SET OF TASKS:
a. According to the report on Washington's single-use bag ban, how many times can the new thicker plastic bags be reused?
b. Carry on the report on Washington's single-use bag ban from its final sentence, keeping its formal news style.

TEXT SEGMENT:

====

The refrain “paper or plastic” will still be heard at your local supermarket, but starting today the plastic bags will be a lot sturdier.
The ban was approved in 2020 by the Washington State Legislature, but its implementation was delayed at the start of the pandemic.
Materials Management Coordinator for the Washington Department of Ecology, Shannon Jones says single-use bags are a threat to the environment.
“They are a major contaminant in our recycling system, that lowers the value of our recyclables, and creates worker safety issues,” Jones says. “They're also a major source of litter, and marine pollution in our state’s waterways. And they also are just simply wasteful.”
The new thicker bags are reusable up to 125 times.
Paper bags are also being made more environmentally friendly. The state requires them to be made from at least 40% recycled materials.

====

SUPPLIED DATA:
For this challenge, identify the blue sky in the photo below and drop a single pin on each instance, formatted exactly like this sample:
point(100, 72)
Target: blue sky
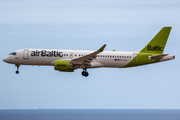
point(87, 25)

====

YOUR RESPONSES:
a. Up to 125 times.

b.
People can bring their own bags from home to use for shopping as well.
She says the public can report stores that violate the ban through an online reporting form on the Department of Ecology's website.
She says business who violate the policy could be fined 250-dollars a day.
“Were definitely going to work with business,” Jones says. “It would take repeated ongoing willful non-compliance to result in the penalties.”
There will be some exceptions to the single use bags, including the thin bags provided for wrapping meat and produce in the store, as well as packaged bags sold in stores for sandwiches or trash.